● Text under study
• • • • •

In the 20th century, important contributions to the study of folk narrative style have come from literary scholars as well as ethnographers. In The European Folktale, the Swiss folklorist and professor of literature Max Lüthi identified the central stylistic features of the folk tale as: one‐dimensionality (the unproblematic coexistence of real and enchanted worlds); depthlessness (an absence of psychological depth and motivation); abstraction (the lack of realistic detail and a proclivity towards extremes, contrasts, and fixed formulas); and isolation and universal connection (the lack of sustained relationship between characters).

As style was thought to be inherent in the narrative itself, the text‐centred approaches of the Grimms and later scholars viewed story‐telling from the vantage point of an abstract ideal, favouring stability and adherence to tradition over individual artistry and innovation. Storytellers were seen as ‘bearers of tradition’, whose role it was faithfully to reproduce stories they had learned. Although the Grimms appreciated Frau Dorothea Viehmann, one of their main sources, for her ability to narrate ‘carefully and confidently and in an unusually lively manner’, their praise was based more on her accuracy while adapting to their recording needs than her actual performance style. Later theories explaining the stability of oral tradition, such as Walter Anderson's ‘law of self‐correction’, regarded stylistic variation as an error corrected by a communal aesthetic.

In the 20th century ethnographers introduced a shift in focus from text‐centred studies of folk narrative to the social context and creative process of storytelling. Ethnographies from the Russian and Hungarian schools of folklore examining the personality of storytellers and the social function of storytelling in a community, such as Mark Aadowskij's Eine Siberische Märchenerzählerin (A Siberian Teller of Fairy Tales) and Linda Dégh's Folktales and Society: Storytelling in a Hungarian Peasant Community, contributed towards a richer understanding of the meaning of storytelling for narrator and audience. In the United States, context‐sensitive ethnographers from various disciplines began to conceive of performance as an aesthetically marked event, in which narrators assume responsibility for artistic communication. Viewing performance as an emergent event in which aesthetic aspects of communication predominate, researchers in this tradition are as much interested in the process of storytelling as the text produced through performance. Precursors to this ‘performance‐centred’ approach include the work of Prague School linguists emphasizing actual performance over rule‐based competence, and the ‘oral‐formulaic’ theory of Milman Parry and A. B. Lord delineating the complex technique of oral composition by which lengthy epics are created and recreated in performance through the use of ‘formulas’, groups of words regularly employed under the same metrical conditions to express a given idea.

• • • • •

● Task statement
Reproduce everything in the passage on folk narrative style from "In the 20th century, important" down to "relationship between characters).". Rely only on the passage on folk narrative style.

Collection entries
• • • • •

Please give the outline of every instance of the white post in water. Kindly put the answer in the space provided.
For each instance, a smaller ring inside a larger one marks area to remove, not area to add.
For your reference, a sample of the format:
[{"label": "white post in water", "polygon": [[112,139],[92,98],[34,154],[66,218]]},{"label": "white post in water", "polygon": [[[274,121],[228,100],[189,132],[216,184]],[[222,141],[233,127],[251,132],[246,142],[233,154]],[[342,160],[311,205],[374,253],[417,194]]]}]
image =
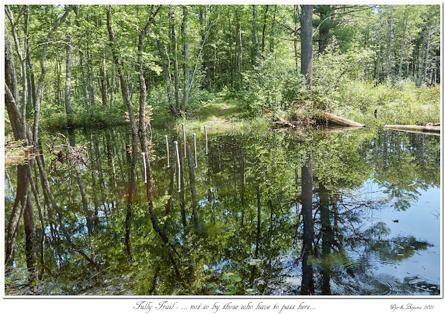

• • • • •

● Response to the task
In the 20th century, important contributions to the study of folk narrative style have come from literary scholars as well as ethnographers. In The European Folktale, the Swiss folklorist and professor of literature Max Lüthi identified the central stylistic features of the folk tale as: one‐dimensionality (the unproblematic coexistence of real and enchanted worlds); depthlessness (an absence of psychological depth and motivation); abstraction (the lack of realistic detail and a proclivity towards extremes, contrasts, and fixed formulas); and isolation and universal connection (the lack of sustained relationship between characters).